* _Task to carry out_:
Please copy the data from the line with "One dot marks each instance of the two-story" up to and including the line with "[(73, 166), (383, 221)]", substituting "row house" for "townhouse" and keeping everything else the same.

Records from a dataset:
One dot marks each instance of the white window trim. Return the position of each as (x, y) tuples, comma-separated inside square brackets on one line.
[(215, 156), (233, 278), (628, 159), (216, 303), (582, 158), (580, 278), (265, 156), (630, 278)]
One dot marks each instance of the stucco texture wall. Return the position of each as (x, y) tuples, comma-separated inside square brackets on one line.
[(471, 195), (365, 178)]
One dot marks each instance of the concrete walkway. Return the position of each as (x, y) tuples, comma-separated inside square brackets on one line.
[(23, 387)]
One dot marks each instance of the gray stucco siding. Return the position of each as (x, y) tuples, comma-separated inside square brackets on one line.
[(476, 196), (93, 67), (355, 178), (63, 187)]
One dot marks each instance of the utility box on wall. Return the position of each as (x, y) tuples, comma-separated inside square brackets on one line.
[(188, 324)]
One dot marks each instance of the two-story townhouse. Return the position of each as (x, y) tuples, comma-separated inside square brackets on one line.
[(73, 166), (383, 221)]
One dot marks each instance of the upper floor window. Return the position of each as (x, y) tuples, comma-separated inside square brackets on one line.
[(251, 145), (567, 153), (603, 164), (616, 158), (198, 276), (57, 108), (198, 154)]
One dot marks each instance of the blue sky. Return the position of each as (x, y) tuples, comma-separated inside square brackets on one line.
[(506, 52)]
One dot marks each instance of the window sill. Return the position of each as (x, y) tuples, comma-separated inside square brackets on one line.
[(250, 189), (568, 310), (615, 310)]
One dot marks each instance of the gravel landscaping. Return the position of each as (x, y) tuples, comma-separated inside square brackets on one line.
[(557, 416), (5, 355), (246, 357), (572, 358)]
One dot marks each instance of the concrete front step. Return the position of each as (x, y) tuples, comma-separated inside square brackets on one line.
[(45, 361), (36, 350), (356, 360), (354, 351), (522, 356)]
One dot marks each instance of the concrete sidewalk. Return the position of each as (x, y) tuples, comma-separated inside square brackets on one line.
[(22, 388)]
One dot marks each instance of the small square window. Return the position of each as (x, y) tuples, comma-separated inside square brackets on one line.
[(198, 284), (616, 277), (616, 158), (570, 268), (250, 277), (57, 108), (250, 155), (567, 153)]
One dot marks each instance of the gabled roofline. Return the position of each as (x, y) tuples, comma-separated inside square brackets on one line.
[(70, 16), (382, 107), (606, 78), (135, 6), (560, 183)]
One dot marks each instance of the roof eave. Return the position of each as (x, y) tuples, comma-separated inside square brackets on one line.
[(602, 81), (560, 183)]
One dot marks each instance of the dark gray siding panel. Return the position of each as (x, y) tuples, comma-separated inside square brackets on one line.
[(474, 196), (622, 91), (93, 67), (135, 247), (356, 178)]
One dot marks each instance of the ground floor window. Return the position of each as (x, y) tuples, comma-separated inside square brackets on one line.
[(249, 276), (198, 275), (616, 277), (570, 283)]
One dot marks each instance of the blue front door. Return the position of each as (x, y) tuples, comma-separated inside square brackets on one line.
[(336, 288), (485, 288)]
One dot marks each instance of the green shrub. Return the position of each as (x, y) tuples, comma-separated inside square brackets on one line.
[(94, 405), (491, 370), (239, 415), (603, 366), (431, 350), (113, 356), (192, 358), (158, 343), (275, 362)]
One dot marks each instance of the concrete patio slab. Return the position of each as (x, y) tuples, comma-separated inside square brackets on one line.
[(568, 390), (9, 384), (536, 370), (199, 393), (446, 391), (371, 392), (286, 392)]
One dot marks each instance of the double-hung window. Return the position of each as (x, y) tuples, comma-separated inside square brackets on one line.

* _Answer_:
One dot marks each instance of the two-story row house. Return the position of each as (x, y) tuples, comma-separated inside square brackets on one line.
[(73, 166), (383, 221)]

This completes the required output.